▶ [What you are asked to do] Search the listing for the word "surrounding". Copy every line where it is found.

▶ [Provided records]
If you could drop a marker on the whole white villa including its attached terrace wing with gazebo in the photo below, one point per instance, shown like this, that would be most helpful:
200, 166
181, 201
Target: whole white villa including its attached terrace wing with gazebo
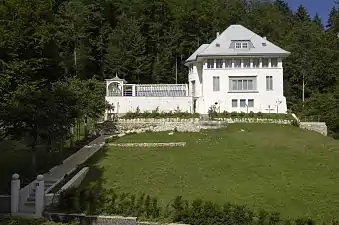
239, 71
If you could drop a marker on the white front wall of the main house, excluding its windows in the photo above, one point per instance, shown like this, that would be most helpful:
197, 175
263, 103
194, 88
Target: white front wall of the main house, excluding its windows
262, 98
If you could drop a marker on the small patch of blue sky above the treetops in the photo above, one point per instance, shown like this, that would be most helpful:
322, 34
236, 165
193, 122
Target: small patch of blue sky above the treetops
322, 7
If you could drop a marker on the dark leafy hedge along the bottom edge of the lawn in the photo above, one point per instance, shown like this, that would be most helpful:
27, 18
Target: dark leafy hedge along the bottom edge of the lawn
96, 201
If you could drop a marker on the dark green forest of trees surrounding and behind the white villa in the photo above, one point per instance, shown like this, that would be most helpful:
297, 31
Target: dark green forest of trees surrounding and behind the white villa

▶ [Solution below]
If you could drop a marker on the dark green forest of trees surrounding and behind the white villa in the photo above, one point per instance, shown like this, that would be most helpful:
Target: dark green forest of trees surrounding and behind the white villa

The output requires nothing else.